** START OF DATA IN THIS EXERCISE **

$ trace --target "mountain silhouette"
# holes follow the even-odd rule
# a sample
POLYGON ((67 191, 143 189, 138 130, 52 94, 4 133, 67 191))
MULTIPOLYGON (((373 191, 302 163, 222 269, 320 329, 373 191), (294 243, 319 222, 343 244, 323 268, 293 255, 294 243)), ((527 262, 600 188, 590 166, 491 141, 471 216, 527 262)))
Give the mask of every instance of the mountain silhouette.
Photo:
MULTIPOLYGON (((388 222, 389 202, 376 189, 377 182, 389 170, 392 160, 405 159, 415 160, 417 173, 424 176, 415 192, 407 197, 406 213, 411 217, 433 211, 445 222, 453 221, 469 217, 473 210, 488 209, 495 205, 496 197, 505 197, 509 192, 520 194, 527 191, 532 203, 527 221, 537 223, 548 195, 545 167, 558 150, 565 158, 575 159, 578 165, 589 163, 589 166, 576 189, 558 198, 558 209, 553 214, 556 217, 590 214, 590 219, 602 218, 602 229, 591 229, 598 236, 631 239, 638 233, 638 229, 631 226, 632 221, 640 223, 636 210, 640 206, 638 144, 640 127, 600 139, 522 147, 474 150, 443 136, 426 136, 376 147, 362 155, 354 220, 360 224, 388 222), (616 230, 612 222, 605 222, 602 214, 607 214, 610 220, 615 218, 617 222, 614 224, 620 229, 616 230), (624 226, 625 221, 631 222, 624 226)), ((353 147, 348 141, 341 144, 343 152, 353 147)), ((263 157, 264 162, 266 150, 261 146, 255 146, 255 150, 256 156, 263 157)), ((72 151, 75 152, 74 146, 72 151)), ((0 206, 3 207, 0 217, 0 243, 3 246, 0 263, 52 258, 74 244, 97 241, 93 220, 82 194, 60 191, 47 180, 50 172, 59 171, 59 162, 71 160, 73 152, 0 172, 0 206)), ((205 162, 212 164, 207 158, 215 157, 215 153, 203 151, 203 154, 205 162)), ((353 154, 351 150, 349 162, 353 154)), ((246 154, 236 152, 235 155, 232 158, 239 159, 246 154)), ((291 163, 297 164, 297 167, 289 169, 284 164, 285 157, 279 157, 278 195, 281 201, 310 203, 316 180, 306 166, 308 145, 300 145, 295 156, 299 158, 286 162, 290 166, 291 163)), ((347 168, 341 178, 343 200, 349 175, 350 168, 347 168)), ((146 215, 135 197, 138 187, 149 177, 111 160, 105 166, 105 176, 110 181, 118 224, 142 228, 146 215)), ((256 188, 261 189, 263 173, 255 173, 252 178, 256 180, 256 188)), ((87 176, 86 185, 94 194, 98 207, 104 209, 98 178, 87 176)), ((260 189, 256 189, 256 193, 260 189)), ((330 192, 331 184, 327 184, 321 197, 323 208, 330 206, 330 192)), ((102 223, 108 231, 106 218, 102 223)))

** END OF DATA IN THIS EXERCISE **

## GOAL
Write out the records again, swapping "mountain silhouette" for "ridge outline" everywhere it appears and keeping every other character the same.

## SOLVED EXERCISE
$ trace --target "ridge outline"
# holes follow the even-odd rule
# a sample
POLYGON ((67 191, 143 189, 138 130, 52 94, 4 133, 67 191))
MULTIPOLYGON (((373 191, 302 163, 222 269, 320 329, 373 191), (294 243, 319 222, 343 244, 323 268, 293 255, 294 243)), ((527 262, 600 188, 590 166, 491 141, 471 216, 527 262)))
Give the mask of every instance of the ridge outline.
Photo:
MULTIPOLYGON (((388 222, 389 202, 376 189, 377 182, 389 170, 392 160, 405 159, 415 160, 417 173, 424 176, 415 192, 407 197, 406 213, 411 217, 433 211, 445 222, 453 221, 469 217, 473 210, 488 209, 495 205, 496 197, 505 197, 509 192, 520 194, 527 191, 532 203, 527 221, 537 223, 548 195, 545 167, 558 150, 565 158, 575 159, 578 165, 589 163, 589 166, 576 189, 558 198, 558 209, 553 214, 556 217, 590 214, 590 219, 602 218, 602 229, 591 229, 598 236, 631 239, 638 233, 638 229, 631 226, 632 221, 640 223, 636 210, 640 206, 638 144, 640 127, 600 139, 522 147, 474 150, 443 136, 426 136, 376 147, 362 155, 354 220, 360 224, 388 222), (616 230, 612 222, 605 222, 602 214, 607 214, 610 220, 615 218, 617 222, 614 224, 620 229, 616 230), (624 226, 625 221, 631 222, 624 226)), ((353 147, 348 141, 341 144, 343 152, 353 147)), ((263 157, 264 162, 266 150, 261 146, 255 146, 255 150, 256 156, 263 157)), ((72 151, 75 152, 74 146, 72 151)), ((0 206, 3 207, 0 217, 0 243, 3 246, 0 263, 52 258, 74 244, 97 241, 93 220, 82 194, 60 191, 47 180, 50 172, 59 171, 59 162, 71 160, 73 152, 0 172, 0 206)), ((205 162, 212 164, 207 158, 215 157, 215 153, 203 151, 203 154, 205 162)), ((353 154, 351 150, 349 162, 353 154)), ((246 154, 236 152, 235 155, 232 158, 239 159, 246 154)), ((291 163, 297 164, 297 167, 289 169, 284 164, 285 157, 279 157, 278 195, 281 201, 310 203, 316 180, 306 166, 308 145, 300 145, 295 156, 299 158, 286 162, 290 166, 291 163)), ((347 168, 341 178, 343 200, 349 175, 350 168, 347 168)), ((146 215, 135 197, 138 187, 149 177, 111 160, 105 166, 105 176, 110 181, 118 224, 142 228, 146 215)), ((256 188, 261 189, 263 173, 255 173, 252 178, 256 180, 256 188)), ((87 176, 86 185, 94 194, 98 207, 104 209, 98 178, 87 176)), ((260 189, 256 189, 256 193, 260 189)), ((330 192, 331 184, 327 184, 321 197, 323 208, 330 206, 330 192)), ((102 223, 108 231, 106 218, 102 223)))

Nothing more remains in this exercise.